Segment Start: Supplied data
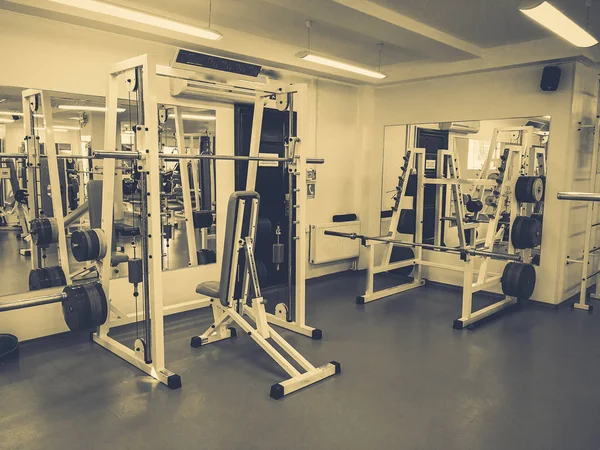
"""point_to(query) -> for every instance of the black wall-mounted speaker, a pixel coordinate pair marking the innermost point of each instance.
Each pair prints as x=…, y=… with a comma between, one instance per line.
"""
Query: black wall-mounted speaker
x=550, y=78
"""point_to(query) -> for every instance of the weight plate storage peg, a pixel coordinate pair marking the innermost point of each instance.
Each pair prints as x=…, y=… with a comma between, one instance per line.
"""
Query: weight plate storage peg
x=529, y=189
x=84, y=306
x=518, y=280
x=474, y=206
x=44, y=231
x=526, y=233
x=88, y=245
x=46, y=277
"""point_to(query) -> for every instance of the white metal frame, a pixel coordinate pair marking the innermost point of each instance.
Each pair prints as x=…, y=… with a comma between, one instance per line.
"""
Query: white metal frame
x=237, y=308
x=147, y=144
x=588, y=252
x=33, y=100
x=475, y=279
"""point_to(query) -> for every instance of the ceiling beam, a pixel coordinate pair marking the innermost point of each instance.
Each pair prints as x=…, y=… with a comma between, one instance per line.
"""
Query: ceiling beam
x=388, y=15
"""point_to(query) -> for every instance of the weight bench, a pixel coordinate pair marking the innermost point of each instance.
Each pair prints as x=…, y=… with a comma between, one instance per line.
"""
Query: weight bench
x=230, y=300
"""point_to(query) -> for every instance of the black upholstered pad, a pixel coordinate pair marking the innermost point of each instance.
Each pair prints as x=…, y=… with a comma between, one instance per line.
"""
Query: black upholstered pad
x=209, y=288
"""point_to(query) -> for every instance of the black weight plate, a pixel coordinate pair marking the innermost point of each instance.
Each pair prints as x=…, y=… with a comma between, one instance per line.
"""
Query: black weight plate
x=262, y=271
x=517, y=234
x=98, y=303
x=526, y=283
x=57, y=276
x=401, y=254
x=38, y=279
x=263, y=227
x=411, y=187
x=206, y=257
x=202, y=219
x=534, y=232
x=77, y=308
x=518, y=280
x=529, y=189
x=407, y=221
x=80, y=245
x=509, y=281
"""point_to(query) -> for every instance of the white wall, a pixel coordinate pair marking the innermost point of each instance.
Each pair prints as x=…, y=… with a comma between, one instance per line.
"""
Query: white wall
x=504, y=93
x=577, y=172
x=74, y=59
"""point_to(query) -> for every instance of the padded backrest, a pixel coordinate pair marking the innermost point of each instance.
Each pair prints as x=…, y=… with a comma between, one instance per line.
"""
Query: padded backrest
x=94, y=188
x=230, y=246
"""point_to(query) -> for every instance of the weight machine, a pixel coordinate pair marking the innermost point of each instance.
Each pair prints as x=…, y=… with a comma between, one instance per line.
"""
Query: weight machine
x=591, y=198
x=508, y=190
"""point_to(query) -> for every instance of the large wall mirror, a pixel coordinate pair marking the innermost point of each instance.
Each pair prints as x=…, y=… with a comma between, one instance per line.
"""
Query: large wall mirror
x=471, y=141
x=79, y=126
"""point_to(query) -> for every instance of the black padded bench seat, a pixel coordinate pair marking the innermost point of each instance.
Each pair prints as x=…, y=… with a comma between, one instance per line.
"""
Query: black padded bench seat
x=219, y=289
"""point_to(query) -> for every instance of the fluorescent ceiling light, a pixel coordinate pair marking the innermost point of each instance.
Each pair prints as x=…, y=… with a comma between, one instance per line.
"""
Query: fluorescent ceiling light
x=340, y=65
x=140, y=17
x=11, y=113
x=58, y=128
x=86, y=108
x=195, y=117
x=551, y=18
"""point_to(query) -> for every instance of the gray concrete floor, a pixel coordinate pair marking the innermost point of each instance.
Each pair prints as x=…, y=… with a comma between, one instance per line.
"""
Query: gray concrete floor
x=528, y=380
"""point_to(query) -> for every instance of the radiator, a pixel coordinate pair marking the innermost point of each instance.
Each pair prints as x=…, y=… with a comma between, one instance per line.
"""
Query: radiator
x=325, y=249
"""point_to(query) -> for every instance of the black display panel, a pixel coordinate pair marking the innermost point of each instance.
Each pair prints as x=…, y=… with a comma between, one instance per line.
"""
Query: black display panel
x=217, y=63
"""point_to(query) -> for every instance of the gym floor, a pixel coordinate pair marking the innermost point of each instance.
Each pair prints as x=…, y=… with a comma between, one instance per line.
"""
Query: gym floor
x=409, y=381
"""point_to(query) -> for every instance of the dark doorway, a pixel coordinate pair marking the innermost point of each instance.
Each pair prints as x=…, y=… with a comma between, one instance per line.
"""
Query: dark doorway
x=432, y=141
x=271, y=184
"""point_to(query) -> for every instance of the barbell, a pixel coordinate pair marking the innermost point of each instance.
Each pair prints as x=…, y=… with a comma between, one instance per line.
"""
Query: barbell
x=582, y=196
x=131, y=155
x=84, y=306
x=469, y=251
Segment End: Supplied data
• _Work instructions_: Retype exactly the span of lines from the one with "Query: gray concrete floor" through the one with "the black display"; include both ends and omit the rest of the material.

• _Result_:
Query: gray concrete floor
x=528, y=380
"""point_to(query) -> for every instance of the radiator, a pixel coordinate pair marking the innermost point of each instance.
Each pair prints as x=…, y=… with a comma between, one instance per line.
"""
Query: radiator
x=325, y=249
"""point_to(query) -> for every instance of the black display panel, a pixel coordinate pair marking the innermost point of each instance.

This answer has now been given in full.